Document excerpt START

South Dakota has been on a prison bender during the past couple decades, incarcerating people at a faster rate than surrounding states even though our crime rate is about the same as our neighbors'. Governor Daugaard wants to address that costly problem with a proposal to reform our parole and probation system and reduce recidivism.
South Dakota's goal should not be to put more people in prison. Our goal should be to keep people from going to prison in the first place. Toward that end, Kevin Drum posts a hefty article in Mother Jones that contends one of the biggest contributors to crime (not to mention hyperactivity, attention-deficit problems, IQ decline, and other health problems) is lead contamination. He cites economic and public health research that finds the use of tetraethyl lead as a gasoline additive correlates tightly with crime rates. When leaded gasoline surged, the crime rate surged about 20 years later. When the U.S. got rid of leaded gasoline, the crime rate dropped about 20 years later. The research Drum cites finds the lead–crime link holding at national, state, and even neighborhood levels. The science is pretty clear: even tiny amounts of lead mess up the parts of the brain that make people behave themselves.
Drum notes that even though we've switched to unleaded gasoline, all the lead we coughed from our tailpipes is still around on the ground. We kick it up and breathe it and our kids pick it up and eat it all the time. And there's still lead in the paint of lots of old houses, which gets released when folks renovate or just slide their windows open and shut. So there are still plenty of health gains to be had by cleaning up lead.
Drum estimates that a serious nationwide program to replace old windows and clean up lead in soil would cost $20 billion per year for twenty years. Adding up just the benefits of increased income from higher IQs and savings from a 10% reduction in crime, Drum estimates we'd get an annual return of $210 billion. Spend a buck on lead mitigation, and you get ten and a half bucks back, with nearly three-quarters of the benefit coming from crime reduction.

Document excerpt END

▶ _What to work on_:
Write out the part of the piece on prisons and lead contamination between "South Dakota has" and "and reduce recidivism.", inclusive.

Information provided START

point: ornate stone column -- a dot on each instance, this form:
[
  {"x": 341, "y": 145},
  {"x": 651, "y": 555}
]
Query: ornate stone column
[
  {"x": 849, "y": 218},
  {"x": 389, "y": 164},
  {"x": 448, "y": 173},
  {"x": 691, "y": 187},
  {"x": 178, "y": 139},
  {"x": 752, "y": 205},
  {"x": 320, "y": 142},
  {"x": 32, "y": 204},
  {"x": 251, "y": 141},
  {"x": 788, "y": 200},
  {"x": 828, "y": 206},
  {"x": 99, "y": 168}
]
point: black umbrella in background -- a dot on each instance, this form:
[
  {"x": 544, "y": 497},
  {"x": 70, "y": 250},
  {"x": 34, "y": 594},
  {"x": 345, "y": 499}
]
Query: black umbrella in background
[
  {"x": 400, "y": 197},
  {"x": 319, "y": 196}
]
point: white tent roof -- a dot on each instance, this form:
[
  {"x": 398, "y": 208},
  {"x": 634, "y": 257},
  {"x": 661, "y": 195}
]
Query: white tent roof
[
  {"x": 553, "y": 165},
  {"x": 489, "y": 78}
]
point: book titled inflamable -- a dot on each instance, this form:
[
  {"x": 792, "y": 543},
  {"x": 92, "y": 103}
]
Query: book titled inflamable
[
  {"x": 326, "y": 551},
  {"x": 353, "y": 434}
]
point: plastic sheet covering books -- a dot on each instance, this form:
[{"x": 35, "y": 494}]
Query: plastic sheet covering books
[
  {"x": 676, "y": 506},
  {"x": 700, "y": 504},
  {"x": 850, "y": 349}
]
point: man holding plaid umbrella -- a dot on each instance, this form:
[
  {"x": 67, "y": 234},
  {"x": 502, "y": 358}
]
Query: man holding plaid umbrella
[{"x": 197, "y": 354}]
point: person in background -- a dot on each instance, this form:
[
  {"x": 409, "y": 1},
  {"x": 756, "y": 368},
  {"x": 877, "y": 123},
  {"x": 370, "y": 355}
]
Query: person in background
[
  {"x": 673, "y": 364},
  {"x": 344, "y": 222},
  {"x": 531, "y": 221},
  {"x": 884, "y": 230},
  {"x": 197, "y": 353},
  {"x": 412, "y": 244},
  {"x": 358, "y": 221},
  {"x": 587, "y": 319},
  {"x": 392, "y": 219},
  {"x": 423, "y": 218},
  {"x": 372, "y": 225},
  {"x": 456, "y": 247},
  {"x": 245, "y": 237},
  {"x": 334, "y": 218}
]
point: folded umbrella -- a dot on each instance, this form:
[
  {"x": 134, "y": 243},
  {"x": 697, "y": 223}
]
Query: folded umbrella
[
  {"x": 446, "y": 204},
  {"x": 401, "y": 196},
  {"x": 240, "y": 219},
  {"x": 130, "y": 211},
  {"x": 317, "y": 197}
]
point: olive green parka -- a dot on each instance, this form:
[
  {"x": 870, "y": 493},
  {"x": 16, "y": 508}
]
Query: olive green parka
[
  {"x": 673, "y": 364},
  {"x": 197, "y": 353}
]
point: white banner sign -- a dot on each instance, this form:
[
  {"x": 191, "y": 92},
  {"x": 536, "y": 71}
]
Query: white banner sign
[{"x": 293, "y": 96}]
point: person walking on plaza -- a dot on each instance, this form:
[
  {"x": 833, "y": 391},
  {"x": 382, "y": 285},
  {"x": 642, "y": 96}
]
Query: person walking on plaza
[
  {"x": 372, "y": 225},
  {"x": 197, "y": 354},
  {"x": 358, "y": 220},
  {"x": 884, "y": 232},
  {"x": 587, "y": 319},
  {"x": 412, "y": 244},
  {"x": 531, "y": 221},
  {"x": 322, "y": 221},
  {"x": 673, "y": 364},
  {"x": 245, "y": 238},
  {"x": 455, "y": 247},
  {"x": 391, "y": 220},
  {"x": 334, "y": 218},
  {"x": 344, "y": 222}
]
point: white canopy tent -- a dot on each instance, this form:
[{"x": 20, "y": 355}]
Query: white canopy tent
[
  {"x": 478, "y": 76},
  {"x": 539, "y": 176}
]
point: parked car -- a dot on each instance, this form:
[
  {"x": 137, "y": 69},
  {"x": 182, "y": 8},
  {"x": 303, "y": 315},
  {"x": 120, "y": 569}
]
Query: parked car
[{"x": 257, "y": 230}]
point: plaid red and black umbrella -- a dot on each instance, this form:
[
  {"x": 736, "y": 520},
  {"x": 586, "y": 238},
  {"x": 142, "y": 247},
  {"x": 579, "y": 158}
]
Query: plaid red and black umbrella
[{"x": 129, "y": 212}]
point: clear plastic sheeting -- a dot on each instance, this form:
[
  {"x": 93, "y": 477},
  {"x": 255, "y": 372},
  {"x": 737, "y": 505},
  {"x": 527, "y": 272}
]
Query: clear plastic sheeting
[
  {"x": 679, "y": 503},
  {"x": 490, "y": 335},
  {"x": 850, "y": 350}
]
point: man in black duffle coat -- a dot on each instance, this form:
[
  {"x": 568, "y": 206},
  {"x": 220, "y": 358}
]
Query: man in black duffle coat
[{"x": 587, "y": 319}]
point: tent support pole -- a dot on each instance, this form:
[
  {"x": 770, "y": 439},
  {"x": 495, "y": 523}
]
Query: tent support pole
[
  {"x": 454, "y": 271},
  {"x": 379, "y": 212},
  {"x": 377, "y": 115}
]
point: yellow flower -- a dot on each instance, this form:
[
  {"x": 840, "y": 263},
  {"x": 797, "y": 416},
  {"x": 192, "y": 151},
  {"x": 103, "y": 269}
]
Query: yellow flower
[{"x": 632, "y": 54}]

Information provided END

▶ _Task response_:
South Dakota has been on a prison bender during the past couple decades, incarcerating people at a faster rate than surrounding states even though our crime rate is about the same as our neighbors'. Governor Daugaard wants to address that costly problem with a proposal to reform our parole and probation system and reduce recidivism.